— Dataset —

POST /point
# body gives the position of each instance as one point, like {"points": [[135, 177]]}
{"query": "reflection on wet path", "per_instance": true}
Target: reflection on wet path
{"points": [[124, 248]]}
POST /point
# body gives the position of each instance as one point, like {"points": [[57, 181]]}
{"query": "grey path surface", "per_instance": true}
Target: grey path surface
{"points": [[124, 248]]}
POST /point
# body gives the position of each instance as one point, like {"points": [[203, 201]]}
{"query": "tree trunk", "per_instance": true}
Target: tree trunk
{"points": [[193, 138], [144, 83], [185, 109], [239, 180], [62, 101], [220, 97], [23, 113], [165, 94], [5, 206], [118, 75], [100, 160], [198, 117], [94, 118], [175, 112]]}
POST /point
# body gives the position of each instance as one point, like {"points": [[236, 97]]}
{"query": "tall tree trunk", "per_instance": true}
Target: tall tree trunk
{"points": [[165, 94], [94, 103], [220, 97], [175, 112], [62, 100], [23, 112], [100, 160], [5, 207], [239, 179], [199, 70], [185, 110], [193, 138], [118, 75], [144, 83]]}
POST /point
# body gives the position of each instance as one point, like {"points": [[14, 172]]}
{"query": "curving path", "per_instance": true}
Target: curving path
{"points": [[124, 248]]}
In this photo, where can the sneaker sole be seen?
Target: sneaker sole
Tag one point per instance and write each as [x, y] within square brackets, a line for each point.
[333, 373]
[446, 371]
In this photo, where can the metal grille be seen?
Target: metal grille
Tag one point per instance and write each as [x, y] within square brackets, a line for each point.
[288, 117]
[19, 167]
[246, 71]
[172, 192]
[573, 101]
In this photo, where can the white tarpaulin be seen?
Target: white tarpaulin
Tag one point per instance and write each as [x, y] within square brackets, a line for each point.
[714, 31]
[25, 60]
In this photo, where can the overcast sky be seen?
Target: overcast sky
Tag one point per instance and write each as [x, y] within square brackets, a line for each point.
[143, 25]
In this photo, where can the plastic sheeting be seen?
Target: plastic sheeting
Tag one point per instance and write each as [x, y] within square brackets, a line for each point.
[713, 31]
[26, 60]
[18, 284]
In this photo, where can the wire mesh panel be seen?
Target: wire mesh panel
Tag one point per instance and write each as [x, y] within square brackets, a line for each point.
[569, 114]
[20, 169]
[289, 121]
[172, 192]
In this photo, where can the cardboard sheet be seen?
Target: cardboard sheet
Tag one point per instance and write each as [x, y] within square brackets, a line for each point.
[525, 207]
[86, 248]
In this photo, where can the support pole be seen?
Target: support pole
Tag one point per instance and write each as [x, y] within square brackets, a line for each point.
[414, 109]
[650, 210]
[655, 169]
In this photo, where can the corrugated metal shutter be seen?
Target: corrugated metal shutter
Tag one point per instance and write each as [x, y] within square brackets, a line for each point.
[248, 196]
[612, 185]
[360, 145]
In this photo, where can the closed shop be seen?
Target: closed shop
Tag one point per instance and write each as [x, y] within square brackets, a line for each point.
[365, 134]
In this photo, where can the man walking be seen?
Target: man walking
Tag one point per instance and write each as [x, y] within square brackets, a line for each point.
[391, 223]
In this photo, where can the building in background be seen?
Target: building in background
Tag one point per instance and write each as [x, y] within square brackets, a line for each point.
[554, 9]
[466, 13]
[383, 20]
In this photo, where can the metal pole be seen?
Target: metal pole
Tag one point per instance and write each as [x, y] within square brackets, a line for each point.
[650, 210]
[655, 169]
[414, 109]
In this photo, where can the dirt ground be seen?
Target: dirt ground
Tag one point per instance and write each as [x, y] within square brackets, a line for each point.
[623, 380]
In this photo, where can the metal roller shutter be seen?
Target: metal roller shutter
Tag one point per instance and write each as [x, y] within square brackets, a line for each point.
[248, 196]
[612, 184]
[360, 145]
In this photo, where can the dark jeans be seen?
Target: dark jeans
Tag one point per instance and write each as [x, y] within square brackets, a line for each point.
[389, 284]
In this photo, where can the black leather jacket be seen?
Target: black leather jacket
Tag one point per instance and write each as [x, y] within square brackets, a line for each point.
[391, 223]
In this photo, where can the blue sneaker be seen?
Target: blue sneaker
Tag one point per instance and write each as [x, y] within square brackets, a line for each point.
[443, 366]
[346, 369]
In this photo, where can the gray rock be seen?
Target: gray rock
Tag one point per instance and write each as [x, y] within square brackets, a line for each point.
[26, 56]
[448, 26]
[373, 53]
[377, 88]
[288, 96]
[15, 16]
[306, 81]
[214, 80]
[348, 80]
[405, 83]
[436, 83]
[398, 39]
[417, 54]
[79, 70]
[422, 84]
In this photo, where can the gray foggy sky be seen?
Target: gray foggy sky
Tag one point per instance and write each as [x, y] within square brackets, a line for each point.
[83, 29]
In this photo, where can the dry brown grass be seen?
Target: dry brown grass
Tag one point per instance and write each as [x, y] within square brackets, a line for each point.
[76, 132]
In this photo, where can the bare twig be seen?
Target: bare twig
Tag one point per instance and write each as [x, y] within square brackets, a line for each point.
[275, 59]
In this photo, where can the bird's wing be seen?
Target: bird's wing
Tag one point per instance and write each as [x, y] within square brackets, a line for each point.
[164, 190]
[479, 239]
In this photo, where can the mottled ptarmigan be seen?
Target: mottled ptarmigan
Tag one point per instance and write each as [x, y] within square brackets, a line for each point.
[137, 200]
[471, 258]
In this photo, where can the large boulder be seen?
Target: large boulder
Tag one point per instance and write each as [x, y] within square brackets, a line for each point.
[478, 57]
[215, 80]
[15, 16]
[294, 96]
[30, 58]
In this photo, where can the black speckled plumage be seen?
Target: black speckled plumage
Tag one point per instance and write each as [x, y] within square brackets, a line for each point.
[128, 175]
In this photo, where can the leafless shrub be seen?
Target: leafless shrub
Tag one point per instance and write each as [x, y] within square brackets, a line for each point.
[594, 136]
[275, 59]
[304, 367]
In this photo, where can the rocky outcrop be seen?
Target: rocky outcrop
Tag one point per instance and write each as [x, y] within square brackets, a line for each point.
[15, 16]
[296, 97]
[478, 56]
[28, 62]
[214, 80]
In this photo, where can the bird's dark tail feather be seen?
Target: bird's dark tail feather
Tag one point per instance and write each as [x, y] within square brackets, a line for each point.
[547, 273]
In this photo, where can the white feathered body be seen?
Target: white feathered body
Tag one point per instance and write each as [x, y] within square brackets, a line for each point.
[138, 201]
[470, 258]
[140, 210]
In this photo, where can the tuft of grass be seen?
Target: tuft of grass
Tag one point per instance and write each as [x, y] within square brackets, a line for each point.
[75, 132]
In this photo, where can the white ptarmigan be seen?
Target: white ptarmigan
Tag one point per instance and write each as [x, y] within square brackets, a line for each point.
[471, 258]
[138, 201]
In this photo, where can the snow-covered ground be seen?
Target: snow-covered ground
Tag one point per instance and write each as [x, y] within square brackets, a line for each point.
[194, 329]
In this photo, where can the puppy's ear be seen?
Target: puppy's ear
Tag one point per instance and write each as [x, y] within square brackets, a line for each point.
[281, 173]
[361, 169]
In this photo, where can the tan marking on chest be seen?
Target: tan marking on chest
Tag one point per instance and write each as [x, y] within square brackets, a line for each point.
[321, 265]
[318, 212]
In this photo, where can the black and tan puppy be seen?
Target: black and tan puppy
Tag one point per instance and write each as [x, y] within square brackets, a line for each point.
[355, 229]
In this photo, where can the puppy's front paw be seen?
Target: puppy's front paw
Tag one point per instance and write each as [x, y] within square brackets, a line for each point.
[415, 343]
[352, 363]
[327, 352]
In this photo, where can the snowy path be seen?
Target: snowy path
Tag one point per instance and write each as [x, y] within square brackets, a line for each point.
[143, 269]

— Exercise directions —
Extract each record, keeping it identical to the original.

— Written solution —
POST /point
# body gives the position of each instance as one point, like {"points": [[135, 177]]}
{"query": "reflection on wet path", "per_instance": true}
Target: reflection on wet path
{"points": [[124, 248]]}
POST /point
# body gives the position of each instance as one point, like {"points": [[57, 181]]}
{"query": "grey path surface", "per_instance": true}
Target: grey path surface
{"points": [[124, 248]]}
POST /point
# body gives the position of each instance as one point, like {"points": [[203, 201]]}
{"query": "tree trunk", "per_instance": true}
Target: tree trunk
{"points": [[193, 138], [144, 83], [185, 109], [239, 180], [62, 101], [220, 97], [23, 113], [165, 94], [5, 206], [118, 75], [100, 160], [198, 117], [94, 118], [175, 112]]}
POST /point
# body gives the position of each instance as one point, like {"points": [[236, 97]]}
{"query": "tall tree trunk", "per_instance": true}
Target: tall tree trunk
{"points": [[165, 94], [94, 103], [220, 97], [175, 112], [62, 100], [23, 112], [100, 160], [5, 207], [239, 179], [199, 70], [185, 110], [193, 138], [118, 75], [144, 83]]}
POST /point
# body gives the position of each instance as one point, like {"points": [[14, 172]]}
{"query": "curving path", "per_instance": true}
Target: curving path
{"points": [[124, 248]]}
In this photo, where can the sneaker sole be seen?
Target: sneaker sole
Tag one point per instance and write each as [x, y] within square brackets, a line for each point.
[333, 373]
[446, 371]
In this photo, where can the metal grille be seen?
Target: metal grille
Tag one point per instance and write each as [x, y] within square brackets, a line for each point.
[288, 117]
[19, 167]
[246, 71]
[172, 192]
[573, 101]
In this photo, where can the white tarpaulin be seen?
Target: white tarpaulin
Tag one point per instance and write each as [x, y] within square brackets, a line for each point.
[714, 31]
[25, 60]
In this photo, where can the overcast sky be seen?
Target: overcast sky
Tag one point per instance and write each as [x, y] within square brackets, a line for each point.
[143, 25]
In this photo, where can the plastic sheeting be seen?
Target: plastic sheeting
Tag one point per instance and write each as [x, y] within square brackets, a line for each point.
[713, 31]
[26, 60]
[18, 284]
In this photo, where can the wire mesh panel be seen?
Target: wire mesh panel
Tag one point per instance and write each as [x, y] within square brackets, a line for each point.
[569, 114]
[20, 169]
[289, 121]
[172, 192]
In this photo, where can the cardboard sheet be seen?
Target: cardboard sheet
Tag one point per instance and write each as [x, y] within square brackets, a line for each point.
[525, 207]
[86, 248]
In this photo, where can the support pole be seen?
Target: support pole
Tag one point per instance and write each as [x, y] within square brackets, a line for each point.
[414, 109]
[650, 210]
[655, 169]
In this photo, where can the corrugated metal shutter be seen?
Target: corrugated metal shutter
Tag one point per instance and write each as [x, y] within square brackets, a line for each point.
[248, 196]
[612, 185]
[360, 145]
In this photo, where can the closed shop be seen?
Target: closed shop
Tag one point per instance and write each as [x, y] within square brackets, a line for each point.
[365, 134]
In this photo, where can the man walking be seen?
Target: man walking
Tag one point per instance and write each as [x, y] within square brackets, a line for each point.
[391, 223]
In this photo, where can the building in background be seen?
Target: building in background
Tag one point per instance and write each as [x, y] within square brackets, a line for each point.
[554, 9]
[466, 13]
[383, 20]
In this photo, where can the metal pole be seen?
Target: metal pole
Tag one point per instance and write each as [x, y] within square brackets, a line for each point.
[650, 210]
[655, 169]
[414, 109]
In this photo, where can the dirt ground be seen?
Target: dirt ground
Tag one point per instance and write each as [x, y] within square brackets, a line for each point.
[623, 380]
In this photo, where can the metal roller shutter be seen?
Target: metal roller shutter
Tag one point per instance and write each as [x, y] within square brackets, a line for each point.
[248, 196]
[612, 184]
[360, 145]
In this photo, where can the dark jeans be seen?
Target: dark jeans
Tag one point per instance and write each as [x, y] within square brackets, a line for each point.
[389, 284]
In this photo, where can the black leather jacket be seen?
Target: black leather jacket
Tag one point per instance and write each as [x, y] within square brackets, a line for each point.
[391, 223]
In this photo, where can the blue sneaker be seen?
Target: blue sneaker
Tag one point per instance and write each as [x, y] within square brackets, a line for each point.
[443, 366]
[346, 369]
In this photo, where can the gray rock be seen?
Target: gray rock
Tag one point per instance and write each as [x, y] within square brackets, a line for each point.
[26, 56]
[448, 26]
[373, 53]
[377, 88]
[288, 96]
[15, 16]
[306, 81]
[214, 80]
[348, 80]
[405, 83]
[436, 83]
[398, 39]
[417, 54]
[79, 70]
[422, 84]
In this photo, where can the gray foggy sky be seen?
Target: gray foggy sky
Tag one point per instance and write each as [x, y] within square brackets, a line for each point.
[83, 29]
In this photo, where can the dry brown grass be seen?
Target: dry brown grass
Tag one point per instance and write each as [x, y] within square brackets, a line for each point.
[76, 132]
In this photo, where can the bare twig be seen?
Target: bare twig
Tag one point per instance and write each as [x, y] within square brackets, a line for each point.
[275, 59]
In this photo, where can the bird's wing be seen?
Target: bird's wing
Tag one point per instance and write each as [x, y] within square brackets, a line for each point.
[164, 190]
[479, 239]
In this photo, where can the mottled ptarmigan be seen?
Target: mottled ptarmigan
Tag one point per instance and write each as [x, y] within square brackets, a line for each point.
[137, 200]
[471, 258]
In this photo, where can the large boulder be seen?
Target: large boulder
Tag one point per instance and write each as [x, y] within square brackets, a line for each point.
[478, 57]
[215, 80]
[15, 16]
[294, 96]
[30, 58]
In this photo, where can the black speckled plumage be seen?
Target: black speckled plumage
Tag one point per instance and write each as [x, y] within square brackets, a line for each point.
[128, 175]
In this photo, where can the leafless shrub be seen?
Target: leafless shrub
Tag one point per instance and write each as [x, y] within square brackets, a line for each point.
[594, 136]
[275, 59]
[304, 367]
In this photo, where can the rocky outcrop be seen?
Target: rocky outcrop
Tag one point per instance and write each as [x, y] within square brackets, a line for each point.
[15, 16]
[296, 97]
[478, 56]
[28, 62]
[214, 80]
In this photo, where can the bird's dark tail feather be seen?
Target: bird's dark tail feather
Tag one point per instance and write each as [x, y] within square brackets, a line for each point.
[547, 273]
In this photo, where can the white feathered body be seen?
Target: white feathered body
Tag one point per instance and write each as [x, y] within square brackets, a line for each point.
[138, 201]
[470, 258]
[140, 210]
In this photo, where can the tuft of grass be seen?
Target: tuft of grass
Tag one point per instance and write each as [x, y] within square brackets, a line for each point.
[75, 132]
In this photo, where can the white ptarmigan be seen?
Target: white ptarmigan
Tag one point per instance and write each as [x, y] within square brackets, a line for each point.
[471, 258]
[138, 201]
In this photo, where can the snow-covered ground be seen?
Target: snow-covered ground
Tag one point per instance and write each as [x, y] within square brackets, a line for each point.
[194, 329]
In this photo, where can the puppy's ear be seen?
Target: puppy's ear
Tag one point per instance and write each as [x, y] within square brackets, a line for each point.
[281, 173]
[361, 169]
In this photo, where can the tan marking on chest be seen?
Target: tan marking on chest
Tag one point per instance and write each as [x, y] within square brackets, a line for each point.
[321, 265]
[318, 212]
In this photo, where can the black and tan puppy be seen?
Target: black and tan puppy
Tag one point per instance and write each as [x, y] within square brackets, a line for each point.
[355, 229]
In this photo, where can the puppy's front paw be seen?
Target: puppy's front paw
Tag one point per instance and write each as [x, y] within square brackets, a line for each point.
[415, 343]
[352, 363]
[327, 352]
In this photo, where can the snowy path be seen?
Target: snowy path
Tag one point per instance and write each as [x, y] within square brackets, a line for each point.
[143, 269]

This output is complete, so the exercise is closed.